Text for analysis START
We found two loci (5q31, 10q23) with SNPs reaching genome-wide significance (p < 5 × 10–8) for association with CGN and detected several additional regions (Fig. 3, Supplementary Table 2) with promising findings (10–6 < p < 10–8 association p-values). These regions contain a number of genes of putative relevance to the trait, some of which we highlight next. At the 5p13 SNP cluster, the nearest gene is SLC1A3, a brain expressed glutamate transporter which has been implicated in some behavioral phenotypes, e.g., attention deficit hyperactivity disorder, mood disorders, cortico-limbic connectivity during affective regulation (Huang et al., 2019; Medina et al., 2016; Poletti et al., 2018; van Amen-Hellebrekers et al., 2016). The 10q23 SNP cluster overlaps with GRID1, which encodes a glutamate receptor channel subunit, and has also been implicated in various behavioral phenotypes (e.g., mood disorders; Fallin et al., 2005; Zhang et al., 2018) and when deleted in the mouse leads to changes in emotional and social behaviors (Yadav et al., 2012). The SNPs in the 7q32 cluster fall within (3’UTR, synonymous coding) and near LRRC4, which has been implicated in autism spectrum disorders (Du et al., 2020; Um et al., 2018). When deleted (Lrrc4−/−) in the mouse, N-Methyl-D-aspartate receptor (NMDAR, an ionotropic glutamate receptor)-dependent synaptic plasticity in the hippocampus was decreased, and these mice displayed mild social interaction deficits, increased self-grooming, and modest anxiety-like behaviors, which were reversed by pharmacological NMDAR activation (Um et al., 2018). Thus, three of the top associated SNP clusters involve glutamate-related genes which have separate evidence of relevance to other behavioral traits, some of which vary in prevalence by gender (e.g., mood disorder; (Sanders et al., 2010) and references therein) in the general population.
Text for analysis END
Supplied records START
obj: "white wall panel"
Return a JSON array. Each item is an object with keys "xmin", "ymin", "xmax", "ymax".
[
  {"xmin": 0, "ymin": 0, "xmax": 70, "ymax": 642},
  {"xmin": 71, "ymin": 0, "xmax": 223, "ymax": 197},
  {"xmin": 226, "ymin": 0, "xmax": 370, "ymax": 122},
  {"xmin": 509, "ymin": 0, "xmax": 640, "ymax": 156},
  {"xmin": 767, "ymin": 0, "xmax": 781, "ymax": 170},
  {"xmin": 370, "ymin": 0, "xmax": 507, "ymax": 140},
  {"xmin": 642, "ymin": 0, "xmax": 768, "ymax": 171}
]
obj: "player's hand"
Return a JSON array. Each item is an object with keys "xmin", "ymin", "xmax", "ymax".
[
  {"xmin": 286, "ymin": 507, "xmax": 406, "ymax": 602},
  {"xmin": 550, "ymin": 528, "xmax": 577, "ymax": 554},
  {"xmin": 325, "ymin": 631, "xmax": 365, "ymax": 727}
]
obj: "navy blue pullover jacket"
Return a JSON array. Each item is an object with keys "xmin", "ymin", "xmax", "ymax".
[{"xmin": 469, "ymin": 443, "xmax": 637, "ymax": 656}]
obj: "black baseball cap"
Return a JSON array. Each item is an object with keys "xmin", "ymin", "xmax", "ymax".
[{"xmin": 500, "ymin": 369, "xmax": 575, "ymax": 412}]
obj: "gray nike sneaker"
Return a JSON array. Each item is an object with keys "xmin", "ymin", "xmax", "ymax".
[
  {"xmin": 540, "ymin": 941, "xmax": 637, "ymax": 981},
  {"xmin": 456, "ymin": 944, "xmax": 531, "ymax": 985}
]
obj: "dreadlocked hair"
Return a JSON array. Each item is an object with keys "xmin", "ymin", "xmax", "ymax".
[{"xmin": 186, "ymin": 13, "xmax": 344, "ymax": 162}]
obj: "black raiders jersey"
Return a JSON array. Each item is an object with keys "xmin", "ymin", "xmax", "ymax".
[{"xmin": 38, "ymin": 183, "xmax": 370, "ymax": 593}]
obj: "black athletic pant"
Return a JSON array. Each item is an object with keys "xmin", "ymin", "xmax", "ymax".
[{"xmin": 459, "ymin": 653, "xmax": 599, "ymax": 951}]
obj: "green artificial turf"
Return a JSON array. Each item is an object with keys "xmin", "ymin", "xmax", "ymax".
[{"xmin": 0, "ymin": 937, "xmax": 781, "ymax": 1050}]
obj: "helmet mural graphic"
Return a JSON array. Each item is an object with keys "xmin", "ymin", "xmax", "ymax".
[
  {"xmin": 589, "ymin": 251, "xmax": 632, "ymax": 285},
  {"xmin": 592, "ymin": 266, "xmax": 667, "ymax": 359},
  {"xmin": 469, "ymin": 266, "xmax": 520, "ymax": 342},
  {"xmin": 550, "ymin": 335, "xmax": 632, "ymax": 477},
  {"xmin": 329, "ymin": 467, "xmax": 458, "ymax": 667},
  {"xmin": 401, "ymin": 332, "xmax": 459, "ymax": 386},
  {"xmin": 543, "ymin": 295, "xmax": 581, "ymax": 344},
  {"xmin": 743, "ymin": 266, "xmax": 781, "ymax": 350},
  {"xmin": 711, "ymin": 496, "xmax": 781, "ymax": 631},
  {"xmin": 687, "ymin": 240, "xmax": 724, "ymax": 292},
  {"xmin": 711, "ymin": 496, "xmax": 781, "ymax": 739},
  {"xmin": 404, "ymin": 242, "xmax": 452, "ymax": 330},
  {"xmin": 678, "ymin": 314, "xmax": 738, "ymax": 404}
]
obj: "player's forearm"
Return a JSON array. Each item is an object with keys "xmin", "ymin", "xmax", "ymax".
Supplied records END
## [What the task requires]
Copy out the full passage on the genome-wide association findings word for word.

## [Result of this task]
We found two loci (5q31, 10q23) with SNPs reaching genome-wide significance (p < 5 × 10–8) for association with CGN and detected several additional regions (Fig. 3, Supplementary Table 2) with promising findings (10–6 < p < 10–8 association p-values). These regions contain a number of genes of putative relevance to the trait, some of which we highlight next. At the 5p13 SNP cluster, the nearest gene is SLC1A3, a brain expressed glutamate transporter which has been implicated in some behavioral phenotypes, e.g., attention deficit hyperactivity disorder, mood disorders, cortico-limbic connectivity during affective regulation (Huang et al., 2019; Medina et al., 2016; Poletti et al., 2018; van Amen-Hellebrekers et al., 2016). The 10q23 SNP cluster overlaps with GRID1, which encodes a glutamate receptor channel subunit, and has also been implicated in various behavioral phenotypes (e.g., mood disorders; Fallin et al., 2005; Zhang et al., 2018) and when deleted in the mouse leads to changes in emotional and social behaviors (Yadav et al., 2012). The SNPs in the 7q32 cluster fall within (3’UTR, synonymous coding) and near LRRC4, which has been implicated in autism spectrum disorders (Du et al., 2020; Um et al., 2018). When deleted (Lrrc4−/−) in the mouse, N-Methyl-D-aspartate receptor (NMDAR, an ionotropic glutamate receptor)-dependent synaptic plasticity in the hippocampus was decreased, and these mice displayed mild social interaction deficits, increased self-grooming, and modest anxiety-like behaviors, which were reversed by pharmacological NMDAR activation (Um et al., 2018). Thus, three of the top associated SNP clusters involve glutamate-related genes which have separate evidence of relevance to other behavioral traits, some of which vary in prevalence by gender (e.g., mood disorder; (Sanders et al., 2010) and references therein) in the general population.